- Textauszug -

######

Das am Dienstag von Bundesinnenminister Wolfgang Schäuble (CDU) verhängte
Verbot der rechtsextremen "Heimattreuen Deutschen Jugend" (HDJ) betrifft
vor allem Berlin und Brandenburg. Die Region galt als Schwerpunkt der
HDJ-Aktivitäten. Nun gerät auch die NPD in die Bredouille: Sie war laut
Experten eng mit der rechten Nachwuchsschmiede verzahnt.
Schäuble hatte die HDJ verboten, weil die Jugendorganisation mit ihren
Zeltlagern und Schulungen nationalsozialistische Ansichten an Kinder und
Jugendliche vermittelt und sich in "aggressiv-kämpferischer Weise gegen die
verfassungsmäßige Ordnung" gestellt habe. Seit Jahren wies der
Verfassungsschutz auf rege Aktivitäten der HDJ in Berlin und Brandenburg
hin: In der Hauptstadt befinde sich die Bundesführung, von hier aus würden
überregionale Veranstaltungen geplant. In der Region tummeln sich die
Kader: In Brandenburg wohnen die HDJ-Bundesführer Sebastian Räbinger und
Holle Böhm sowie der HDJ-Ideengeber, der Neonazi-Rechtsanwalt Wolfram
Nahrath. Berlins NPD-Landeschef Jörg Hähnel gilt als aktives HDJ-Mitglied.

######

[Gesammelte Daten]
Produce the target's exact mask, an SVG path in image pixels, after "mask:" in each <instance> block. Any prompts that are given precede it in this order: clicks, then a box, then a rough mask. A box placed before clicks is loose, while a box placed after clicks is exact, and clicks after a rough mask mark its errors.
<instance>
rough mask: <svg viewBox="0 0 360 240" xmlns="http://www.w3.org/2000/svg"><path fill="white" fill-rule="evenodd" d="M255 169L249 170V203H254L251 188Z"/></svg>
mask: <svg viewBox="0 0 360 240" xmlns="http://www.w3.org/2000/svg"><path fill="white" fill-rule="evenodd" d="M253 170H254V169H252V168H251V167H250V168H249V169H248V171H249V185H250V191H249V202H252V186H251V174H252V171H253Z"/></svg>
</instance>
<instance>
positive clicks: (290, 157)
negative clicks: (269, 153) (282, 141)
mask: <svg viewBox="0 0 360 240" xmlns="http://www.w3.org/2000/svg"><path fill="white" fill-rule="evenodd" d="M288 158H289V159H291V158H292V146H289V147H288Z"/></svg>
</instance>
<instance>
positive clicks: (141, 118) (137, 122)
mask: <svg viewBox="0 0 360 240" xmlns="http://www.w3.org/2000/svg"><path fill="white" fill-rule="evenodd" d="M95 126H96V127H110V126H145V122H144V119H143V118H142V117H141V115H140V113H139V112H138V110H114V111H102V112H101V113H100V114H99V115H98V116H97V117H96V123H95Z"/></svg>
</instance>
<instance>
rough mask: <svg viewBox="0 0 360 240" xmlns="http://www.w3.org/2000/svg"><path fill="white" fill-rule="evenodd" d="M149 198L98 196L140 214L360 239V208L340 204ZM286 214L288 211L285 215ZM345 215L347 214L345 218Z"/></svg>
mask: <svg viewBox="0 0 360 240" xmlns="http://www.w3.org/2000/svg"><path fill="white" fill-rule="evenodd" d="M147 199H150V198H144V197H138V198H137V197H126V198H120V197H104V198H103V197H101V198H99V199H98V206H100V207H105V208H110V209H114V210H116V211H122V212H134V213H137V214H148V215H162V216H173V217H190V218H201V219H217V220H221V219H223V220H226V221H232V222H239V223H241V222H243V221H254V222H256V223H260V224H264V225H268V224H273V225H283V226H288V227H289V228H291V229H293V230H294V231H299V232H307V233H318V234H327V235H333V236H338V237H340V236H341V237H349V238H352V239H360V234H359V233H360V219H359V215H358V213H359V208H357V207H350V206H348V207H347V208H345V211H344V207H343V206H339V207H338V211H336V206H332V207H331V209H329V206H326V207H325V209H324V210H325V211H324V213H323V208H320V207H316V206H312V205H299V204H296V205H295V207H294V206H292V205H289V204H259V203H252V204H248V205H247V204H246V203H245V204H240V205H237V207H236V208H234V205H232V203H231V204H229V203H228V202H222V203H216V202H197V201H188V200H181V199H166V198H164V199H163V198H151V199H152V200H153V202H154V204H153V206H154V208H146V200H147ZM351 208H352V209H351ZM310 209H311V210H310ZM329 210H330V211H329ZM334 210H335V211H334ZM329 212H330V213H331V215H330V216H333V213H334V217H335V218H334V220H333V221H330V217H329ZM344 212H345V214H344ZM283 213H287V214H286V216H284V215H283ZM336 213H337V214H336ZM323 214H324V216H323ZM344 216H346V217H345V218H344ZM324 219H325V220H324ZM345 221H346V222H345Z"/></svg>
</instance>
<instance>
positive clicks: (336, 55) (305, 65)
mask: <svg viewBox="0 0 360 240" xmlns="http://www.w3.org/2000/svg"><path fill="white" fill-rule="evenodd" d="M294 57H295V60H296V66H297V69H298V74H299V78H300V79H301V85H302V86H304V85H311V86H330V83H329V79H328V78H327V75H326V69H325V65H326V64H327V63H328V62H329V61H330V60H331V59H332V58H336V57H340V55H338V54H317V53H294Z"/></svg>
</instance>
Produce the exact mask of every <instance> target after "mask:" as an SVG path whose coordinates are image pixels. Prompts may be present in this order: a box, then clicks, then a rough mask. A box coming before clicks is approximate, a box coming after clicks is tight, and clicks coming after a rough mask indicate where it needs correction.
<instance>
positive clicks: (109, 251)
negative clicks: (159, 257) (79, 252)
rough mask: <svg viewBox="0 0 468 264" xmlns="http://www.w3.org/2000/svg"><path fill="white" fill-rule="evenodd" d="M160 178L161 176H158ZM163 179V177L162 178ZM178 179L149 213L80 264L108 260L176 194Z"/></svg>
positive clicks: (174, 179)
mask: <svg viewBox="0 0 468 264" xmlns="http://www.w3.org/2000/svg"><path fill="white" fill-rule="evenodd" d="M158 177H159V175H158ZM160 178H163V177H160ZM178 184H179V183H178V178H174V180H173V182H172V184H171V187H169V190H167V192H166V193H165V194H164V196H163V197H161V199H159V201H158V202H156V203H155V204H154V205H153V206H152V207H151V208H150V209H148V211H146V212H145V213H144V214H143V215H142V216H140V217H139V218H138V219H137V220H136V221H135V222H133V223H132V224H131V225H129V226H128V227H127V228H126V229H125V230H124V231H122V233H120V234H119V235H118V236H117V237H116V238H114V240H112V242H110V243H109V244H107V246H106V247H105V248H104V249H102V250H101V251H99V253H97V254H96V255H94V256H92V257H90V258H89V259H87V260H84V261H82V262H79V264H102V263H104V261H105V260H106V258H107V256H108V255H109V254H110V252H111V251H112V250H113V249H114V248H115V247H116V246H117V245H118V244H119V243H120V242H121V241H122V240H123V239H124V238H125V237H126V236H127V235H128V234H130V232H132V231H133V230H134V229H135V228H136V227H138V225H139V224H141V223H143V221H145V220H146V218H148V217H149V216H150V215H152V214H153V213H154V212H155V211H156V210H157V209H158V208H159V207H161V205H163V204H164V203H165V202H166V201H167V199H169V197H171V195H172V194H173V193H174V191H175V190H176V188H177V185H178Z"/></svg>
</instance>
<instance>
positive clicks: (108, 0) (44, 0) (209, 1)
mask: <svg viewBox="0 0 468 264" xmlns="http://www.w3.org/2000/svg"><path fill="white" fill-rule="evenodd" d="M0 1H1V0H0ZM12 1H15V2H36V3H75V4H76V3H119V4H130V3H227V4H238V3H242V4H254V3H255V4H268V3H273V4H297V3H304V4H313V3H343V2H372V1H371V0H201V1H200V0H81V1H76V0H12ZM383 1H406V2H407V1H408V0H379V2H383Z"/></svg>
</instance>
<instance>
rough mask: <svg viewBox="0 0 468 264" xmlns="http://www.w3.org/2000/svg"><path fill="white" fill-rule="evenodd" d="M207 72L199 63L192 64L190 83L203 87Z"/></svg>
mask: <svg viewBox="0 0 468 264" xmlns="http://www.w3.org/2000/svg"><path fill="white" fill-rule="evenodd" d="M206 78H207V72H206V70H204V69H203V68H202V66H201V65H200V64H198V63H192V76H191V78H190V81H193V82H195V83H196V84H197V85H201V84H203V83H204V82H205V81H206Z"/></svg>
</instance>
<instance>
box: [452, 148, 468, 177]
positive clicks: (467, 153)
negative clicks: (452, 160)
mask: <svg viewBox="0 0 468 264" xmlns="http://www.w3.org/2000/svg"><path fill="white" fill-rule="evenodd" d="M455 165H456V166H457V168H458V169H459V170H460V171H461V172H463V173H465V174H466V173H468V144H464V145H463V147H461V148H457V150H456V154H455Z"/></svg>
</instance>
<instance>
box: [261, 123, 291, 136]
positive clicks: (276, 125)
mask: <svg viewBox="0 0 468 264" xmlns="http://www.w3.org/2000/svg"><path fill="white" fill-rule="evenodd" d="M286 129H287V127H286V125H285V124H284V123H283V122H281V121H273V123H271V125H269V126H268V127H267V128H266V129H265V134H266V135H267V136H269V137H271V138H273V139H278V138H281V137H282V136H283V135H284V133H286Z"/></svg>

######

- Aufgabe -
Führe den Text über das Verbot der HDJ im Anschluss an seinen letzten Satz fort. Die Zeilen haben mit dem Text nichts zu tun.

- Antwort -
Ulli Jentsch vom Antifaschistischen Pressearchiv (apabiz) sieht die Region
als Zentrum der bundesweiten HDJ-Infrastruktur. Ihre hiesige "Einheit
Preußen" gehöre mit 60 Mitgliedern zu den größten und aktivsten des
Vereins. Sie veranstalteten unter anderem jährlich im Berliner Umland die
"Märkischen Kulturtage" mit bis zu 200 Neonazis.
Die Polizei führte am Dienstagmorgen Hausdurchsuchungen und
Beschlagnahmungen von Vereinsvermögen in Berlin und Brandenburg durch. In
der Hauptstadt wurden zwei Objekte in Lichtenberg und Pankow sowie die
Köpenicker NPD-Bundeszentrale durchsucht, in der NPD-Landeschef Hähnel
seinen Wohnsitz gemeldet hat. In Brandenburg waren Objekte in
Teltow-Fläming und Oder-Spree betroffen. Dabei soll es sich um das Haus des
HDJ-Bundesführers Räbiger und den Zweitwohnsitz von Hähnel handeln.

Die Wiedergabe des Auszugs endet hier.